● **What is expected**: Please restate the records below verbatim, omitting every image they hold.

[Point localization data]

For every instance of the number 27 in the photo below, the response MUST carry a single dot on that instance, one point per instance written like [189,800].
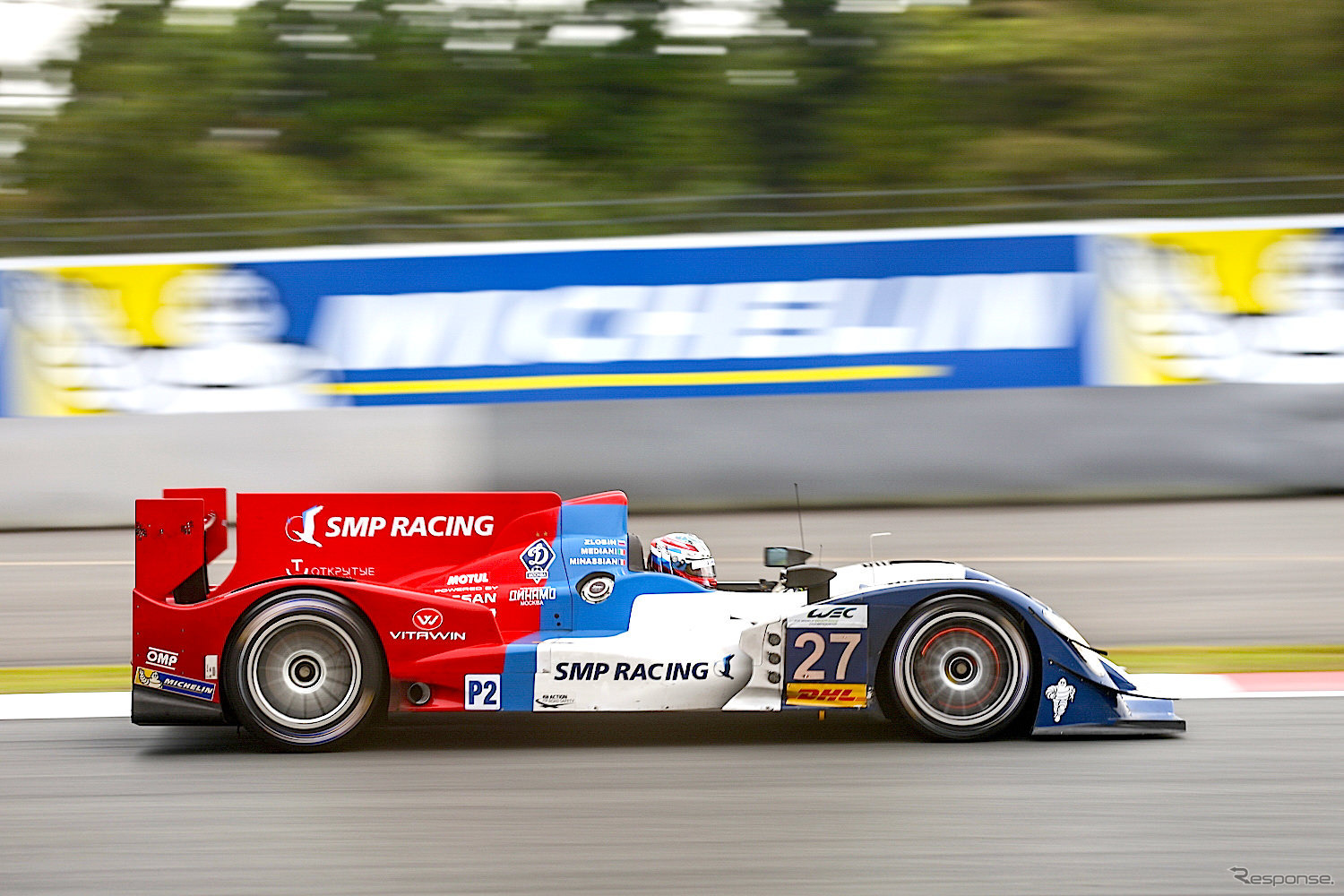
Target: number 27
[819,646]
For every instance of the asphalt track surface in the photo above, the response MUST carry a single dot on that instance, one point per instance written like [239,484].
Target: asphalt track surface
[723,804]
[1262,571]
[675,805]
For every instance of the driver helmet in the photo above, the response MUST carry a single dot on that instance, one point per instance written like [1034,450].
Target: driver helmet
[685,555]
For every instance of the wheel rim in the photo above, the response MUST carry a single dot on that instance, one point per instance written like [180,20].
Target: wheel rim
[304,672]
[962,668]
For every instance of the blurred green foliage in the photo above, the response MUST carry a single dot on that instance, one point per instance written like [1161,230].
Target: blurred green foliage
[195,120]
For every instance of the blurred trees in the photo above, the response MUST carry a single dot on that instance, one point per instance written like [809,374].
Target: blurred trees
[330,110]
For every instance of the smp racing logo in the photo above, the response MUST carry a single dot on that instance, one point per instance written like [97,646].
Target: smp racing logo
[303,527]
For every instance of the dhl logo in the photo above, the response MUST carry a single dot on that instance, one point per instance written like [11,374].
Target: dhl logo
[801,694]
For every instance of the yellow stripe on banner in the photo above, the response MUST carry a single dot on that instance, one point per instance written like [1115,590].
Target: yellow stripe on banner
[616,381]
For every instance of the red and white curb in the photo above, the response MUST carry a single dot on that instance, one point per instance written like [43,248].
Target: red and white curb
[116,704]
[97,704]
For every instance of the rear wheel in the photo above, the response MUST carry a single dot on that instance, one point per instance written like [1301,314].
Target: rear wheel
[961,668]
[306,670]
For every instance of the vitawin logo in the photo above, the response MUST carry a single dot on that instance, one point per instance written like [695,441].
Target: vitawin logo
[427,618]
[841,694]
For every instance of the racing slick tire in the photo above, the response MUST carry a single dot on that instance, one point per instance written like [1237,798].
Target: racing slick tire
[306,672]
[961,669]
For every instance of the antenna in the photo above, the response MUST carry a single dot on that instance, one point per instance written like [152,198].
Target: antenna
[797,500]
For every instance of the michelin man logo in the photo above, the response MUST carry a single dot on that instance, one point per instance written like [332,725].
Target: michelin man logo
[1061,694]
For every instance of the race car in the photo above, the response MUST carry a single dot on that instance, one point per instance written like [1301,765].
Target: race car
[343,608]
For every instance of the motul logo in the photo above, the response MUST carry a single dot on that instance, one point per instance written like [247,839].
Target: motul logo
[427,618]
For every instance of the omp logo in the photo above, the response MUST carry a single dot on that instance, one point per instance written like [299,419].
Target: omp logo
[800,694]
[166,659]
[301,528]
[537,560]
[832,616]
[427,618]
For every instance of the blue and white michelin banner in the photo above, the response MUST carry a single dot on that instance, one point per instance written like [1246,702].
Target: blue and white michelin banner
[996,306]
[542,322]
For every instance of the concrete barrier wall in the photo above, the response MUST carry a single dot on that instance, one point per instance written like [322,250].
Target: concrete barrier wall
[704,454]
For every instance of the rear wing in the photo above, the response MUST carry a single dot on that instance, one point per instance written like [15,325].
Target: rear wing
[177,536]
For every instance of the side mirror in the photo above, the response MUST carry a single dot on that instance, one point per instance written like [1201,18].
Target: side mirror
[814,578]
[784,557]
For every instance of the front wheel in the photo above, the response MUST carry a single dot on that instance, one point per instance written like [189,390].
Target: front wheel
[306,670]
[961,669]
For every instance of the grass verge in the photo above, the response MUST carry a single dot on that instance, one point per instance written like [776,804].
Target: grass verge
[1312,657]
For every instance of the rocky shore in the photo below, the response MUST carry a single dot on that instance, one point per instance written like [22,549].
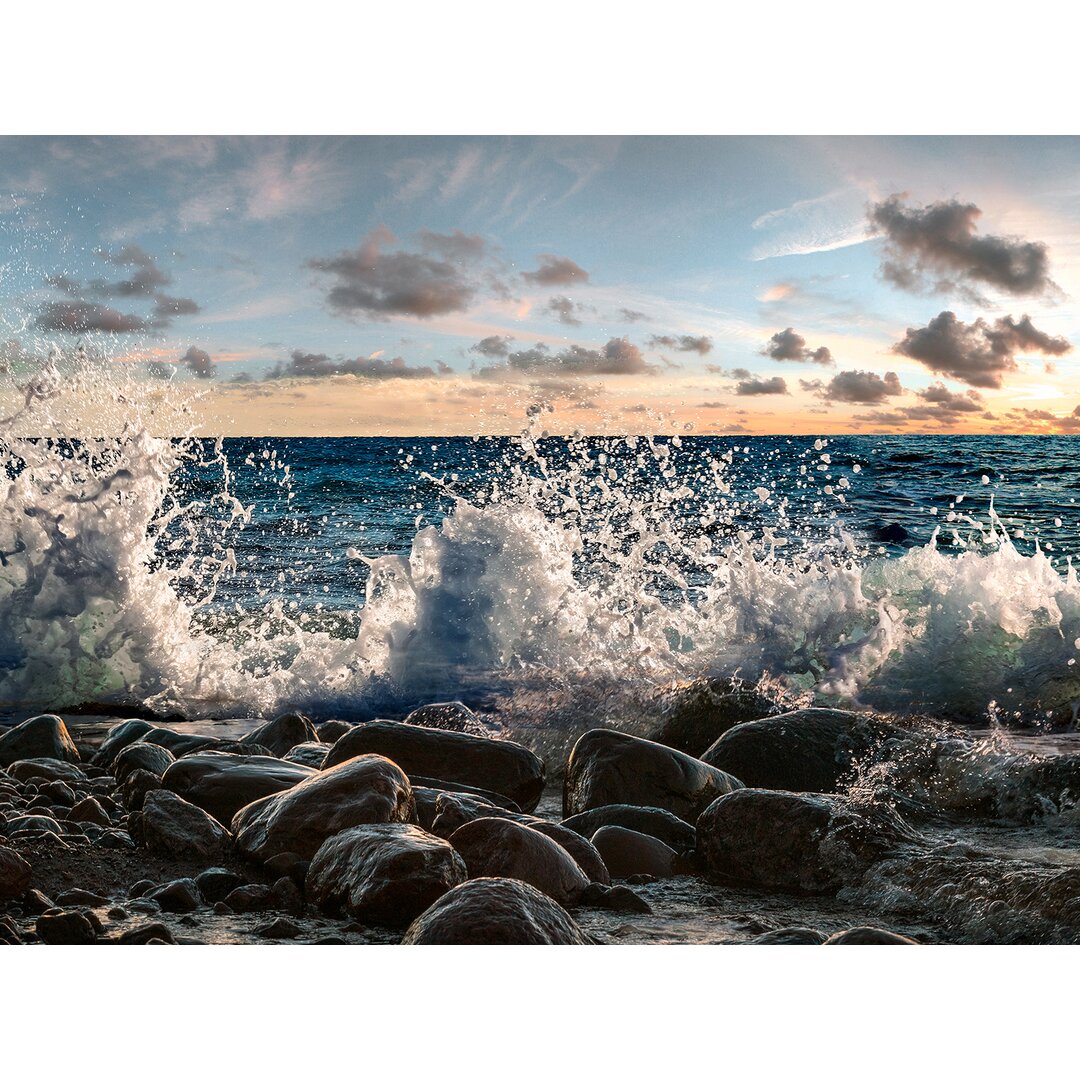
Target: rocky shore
[736,822]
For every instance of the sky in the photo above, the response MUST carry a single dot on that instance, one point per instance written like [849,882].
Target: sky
[445,285]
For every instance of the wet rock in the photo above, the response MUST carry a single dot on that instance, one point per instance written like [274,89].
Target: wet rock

● **Response area**:
For every instance of the number 27 in the photo below, the response MUST carry a single dot on that instance, one point per instance written like [189,800].
Target: number 27
[819,646]
For every instance of the asphalt track surface in the photo above, the response MUST carry a single dot on that instance, one point per instance written like [239,484].
Target: asphalt track surface
[723,804]
[1262,571]
[675,805]
For every instance of the driver helmet in the photo above, the response MUST carry a single dot on that instance, one point per instance written like [1034,450].
Target: driver helmet
[685,555]
For every instance of the wheel rim in the photo above, the response MUST carry a single dot on that instance, one point per instance written like [180,20].
Target: wheel rim
[304,672]
[962,668]
For every instance of the blurred green foliage in the photo above, the response MUST carry a single dot on that instance, one point per instance written like [1161,230].
Target: blurred green foliage
[195,120]
For every instance of the blurred trees in the photo above, the response MUST carry a single dot on that instance, one point per instance written like [809,374].
Target: blurred trees
[330,110]
For every instance of the smp racing logo in the photo above, the response MUST carry a single dot on that instance, one point per instance written like [97,646].
Target: smp racing logo
[303,527]
For every instance of the dhl logo in the photo above, the response MUST carry a single dot on that instance, one point per instance written like [11,374].
Target: dhl logo
[801,694]
For every instance of the yellow stripe on banner in the photo above, the response MUST carry a single dot on that instance, one point per instance written like [1115,590].
Target: yellow stripe on banner
[616,381]
For every instance of the red and white curb in the photo above, the response MUST carry a single dot on that instance, one point per instance written like [43,248].
Target: red and white curb
[116,704]
[97,704]
For every instance of the rear wheel in the photo above, the response MUST carry a single dot on that instance, one point per instance written like [1301,314].
Target: rear wheel
[961,668]
[306,670]
For every instance of the vitawin logo in the photo above, the response MUST carry a single dot on that instance, one point per instance written like [695,441].
Target: vitawin logo
[427,618]
[841,694]
For every instance of the racing slick tire in the photo above, the response MUST carry a single dot on that instance, one point per instance written like [1237,798].
Target: racing slick tire
[306,672]
[961,669]
For every instance of the antenna in the photo above, the response MUST carry a single dot on that instance, one point per instance written like [152,198].
Target: antenna
[797,500]
For every instance of the michelin man logo in the photo above, the response MUST carry a single dot on that instance, one point per instance written like [332,725].
Target: michelin man logo
[1061,694]
For every instance of the race car in the photo above, the response MUST carry a single dot on that instance, one point per instance written like [1301,765].
Target: race car
[343,608]
For every instance of the motul logo in the photo above, the response MUST carry a single dot on that instance, one point per instance written like [247,839].
Target: motul logo
[427,618]
For every instance of the omp logo in the photo above, the response MUST carry a single dot on that instance, one point per instance written like [299,419].
Target: omp logo
[800,694]
[166,659]
[301,528]
[537,560]
[832,616]
[427,618]
For every instance of the blue and white michelin banner in the photo above, the response MUST carry a single dot on that instance, one point per instance written like [1246,702].
Target: blue and white michelin banner
[996,306]
[542,322]
For every instance of the concrete barrier wall in the photo above, the response MUST carry a single dot on that instance, one point per instance written like [322,250].
Target: concrete barrier wall
[704,454]
For every instance of the rear wing in the photo above, the response MUST carry a single dot on that instance, one point per instance written like [15,325].
Target: rear wing
[177,536]
For every instance of the side mirror in the photo above, the response MUST carry a single dot on that instance, one point per instance written like [1201,18].
Target: side mirror
[814,578]
[784,557]
For every instance of the front wheel in the photo above, the response MUST carry a single dot on that instance, one point per instance written like [189,390].
Target: front wheel
[306,670]
[961,669]
For every instance of the grass verge in the photo above, the response MUST carry a single dot on that instance, one point per instance written like [776,804].
Target: grass verge
[1312,657]
For every instance of the rocky shore in the photo below, the response MUST carry a single dot on that instance, one point per instance written like [22,549].
Target: rocky shore
[736,822]
For every instance of the sky in the photo above, the response MUST carry a single dot on that instance, one point per instance written like [849,882].
Target: sky
[445,285]
For every instance of the wet rock in the photo above, the response MUST carry a single dot on that instance, one point per instance written like [274,89].
Target: wet rock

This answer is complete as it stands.